> _Source data_:
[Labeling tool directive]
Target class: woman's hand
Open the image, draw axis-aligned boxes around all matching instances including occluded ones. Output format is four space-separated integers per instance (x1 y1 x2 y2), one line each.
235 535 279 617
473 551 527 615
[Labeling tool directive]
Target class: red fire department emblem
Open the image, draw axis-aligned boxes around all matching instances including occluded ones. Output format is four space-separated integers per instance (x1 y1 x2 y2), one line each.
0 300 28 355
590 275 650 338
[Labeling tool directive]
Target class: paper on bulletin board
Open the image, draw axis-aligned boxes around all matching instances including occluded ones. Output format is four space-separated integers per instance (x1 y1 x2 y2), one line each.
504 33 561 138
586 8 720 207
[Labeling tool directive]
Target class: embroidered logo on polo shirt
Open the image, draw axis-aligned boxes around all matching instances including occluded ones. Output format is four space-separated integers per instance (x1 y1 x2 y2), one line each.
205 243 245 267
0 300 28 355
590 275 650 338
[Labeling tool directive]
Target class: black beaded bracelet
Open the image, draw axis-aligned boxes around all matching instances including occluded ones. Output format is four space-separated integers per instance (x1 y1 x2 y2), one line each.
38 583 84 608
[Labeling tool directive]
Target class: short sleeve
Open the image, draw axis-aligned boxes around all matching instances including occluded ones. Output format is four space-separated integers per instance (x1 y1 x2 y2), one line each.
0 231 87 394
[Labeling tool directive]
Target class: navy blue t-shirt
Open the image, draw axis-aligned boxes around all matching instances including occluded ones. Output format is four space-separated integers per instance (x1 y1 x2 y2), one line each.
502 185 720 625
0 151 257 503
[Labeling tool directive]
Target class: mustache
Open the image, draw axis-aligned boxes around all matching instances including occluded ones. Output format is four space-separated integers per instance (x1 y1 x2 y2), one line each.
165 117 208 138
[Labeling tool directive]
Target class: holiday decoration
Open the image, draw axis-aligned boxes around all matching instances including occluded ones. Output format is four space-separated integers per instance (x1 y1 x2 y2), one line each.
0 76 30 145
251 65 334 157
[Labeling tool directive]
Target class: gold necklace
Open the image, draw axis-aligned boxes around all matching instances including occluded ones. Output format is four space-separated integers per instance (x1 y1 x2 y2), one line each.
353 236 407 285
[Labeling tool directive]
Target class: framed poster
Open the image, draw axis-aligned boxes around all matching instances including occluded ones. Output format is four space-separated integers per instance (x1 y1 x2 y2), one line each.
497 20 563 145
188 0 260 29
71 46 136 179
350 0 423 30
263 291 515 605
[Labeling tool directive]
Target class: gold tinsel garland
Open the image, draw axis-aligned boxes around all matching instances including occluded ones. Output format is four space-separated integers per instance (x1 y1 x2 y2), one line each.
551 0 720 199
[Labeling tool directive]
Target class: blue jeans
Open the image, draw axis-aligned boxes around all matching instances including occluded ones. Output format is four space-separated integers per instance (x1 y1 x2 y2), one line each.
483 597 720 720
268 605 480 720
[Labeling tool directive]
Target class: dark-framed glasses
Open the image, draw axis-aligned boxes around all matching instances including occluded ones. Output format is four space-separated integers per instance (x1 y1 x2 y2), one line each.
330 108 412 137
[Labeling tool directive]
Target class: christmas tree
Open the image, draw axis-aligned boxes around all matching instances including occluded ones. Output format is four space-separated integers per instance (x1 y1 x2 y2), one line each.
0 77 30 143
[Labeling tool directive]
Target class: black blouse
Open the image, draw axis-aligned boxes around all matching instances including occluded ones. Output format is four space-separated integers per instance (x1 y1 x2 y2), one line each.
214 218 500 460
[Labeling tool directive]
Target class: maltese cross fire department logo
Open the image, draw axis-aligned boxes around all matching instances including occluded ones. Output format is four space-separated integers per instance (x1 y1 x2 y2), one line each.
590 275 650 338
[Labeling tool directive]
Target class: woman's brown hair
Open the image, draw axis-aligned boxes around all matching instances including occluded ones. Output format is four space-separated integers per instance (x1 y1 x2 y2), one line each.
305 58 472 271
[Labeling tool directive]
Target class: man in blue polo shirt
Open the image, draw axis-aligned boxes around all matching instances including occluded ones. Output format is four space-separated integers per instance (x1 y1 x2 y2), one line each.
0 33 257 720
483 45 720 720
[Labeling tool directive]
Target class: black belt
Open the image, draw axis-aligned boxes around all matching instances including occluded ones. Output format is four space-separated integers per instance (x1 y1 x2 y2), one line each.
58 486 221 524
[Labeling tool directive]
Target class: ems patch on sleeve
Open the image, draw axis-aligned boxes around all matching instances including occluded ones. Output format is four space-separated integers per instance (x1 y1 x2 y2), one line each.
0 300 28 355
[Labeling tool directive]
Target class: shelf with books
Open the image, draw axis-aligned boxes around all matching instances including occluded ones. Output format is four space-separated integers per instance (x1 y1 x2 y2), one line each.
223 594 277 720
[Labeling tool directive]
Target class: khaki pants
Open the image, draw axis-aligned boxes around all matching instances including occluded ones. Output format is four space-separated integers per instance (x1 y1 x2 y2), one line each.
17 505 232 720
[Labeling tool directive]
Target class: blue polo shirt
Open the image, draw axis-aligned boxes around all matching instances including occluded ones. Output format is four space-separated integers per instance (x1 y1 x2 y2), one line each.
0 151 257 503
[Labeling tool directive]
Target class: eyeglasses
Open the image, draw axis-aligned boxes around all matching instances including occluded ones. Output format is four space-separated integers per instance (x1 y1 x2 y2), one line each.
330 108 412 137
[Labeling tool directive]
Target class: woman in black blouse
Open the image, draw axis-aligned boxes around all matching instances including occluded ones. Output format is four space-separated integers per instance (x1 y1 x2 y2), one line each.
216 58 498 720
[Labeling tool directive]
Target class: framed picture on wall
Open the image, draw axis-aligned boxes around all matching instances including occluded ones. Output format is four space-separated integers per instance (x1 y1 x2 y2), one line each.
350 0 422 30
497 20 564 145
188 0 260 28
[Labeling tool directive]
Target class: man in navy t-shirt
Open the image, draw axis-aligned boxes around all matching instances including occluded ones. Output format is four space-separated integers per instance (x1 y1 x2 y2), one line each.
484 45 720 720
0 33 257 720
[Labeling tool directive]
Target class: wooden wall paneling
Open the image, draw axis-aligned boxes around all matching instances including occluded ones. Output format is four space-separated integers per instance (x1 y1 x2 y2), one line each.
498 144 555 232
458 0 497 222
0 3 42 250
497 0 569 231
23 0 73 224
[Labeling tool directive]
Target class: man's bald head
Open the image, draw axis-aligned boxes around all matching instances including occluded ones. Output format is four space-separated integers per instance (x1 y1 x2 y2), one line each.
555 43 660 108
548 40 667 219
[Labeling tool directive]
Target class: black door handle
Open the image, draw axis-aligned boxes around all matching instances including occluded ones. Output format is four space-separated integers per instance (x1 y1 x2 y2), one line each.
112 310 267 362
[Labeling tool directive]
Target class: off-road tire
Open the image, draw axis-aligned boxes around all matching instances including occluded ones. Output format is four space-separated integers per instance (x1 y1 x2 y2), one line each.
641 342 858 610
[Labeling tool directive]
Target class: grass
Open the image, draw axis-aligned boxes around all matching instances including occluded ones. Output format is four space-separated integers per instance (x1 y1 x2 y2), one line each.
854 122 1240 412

> _Problem statement_: Format everything from the top of the listing down to and including the line containing "473 551 527 615" as a JSON list of strings, one string per line, leaving out blank lines.

> _Result for this task_:
[
  "[Labeling tool directive]",
  "Target class: woman's hand",
  "Open the image, draw axis-aligned boxes around all matching instances including occluded ones. Output format is four space-separated integers per instance (x1 y1 x2 y2), one line each.",
  "235 535 279 617",
  "473 551 527 615"
]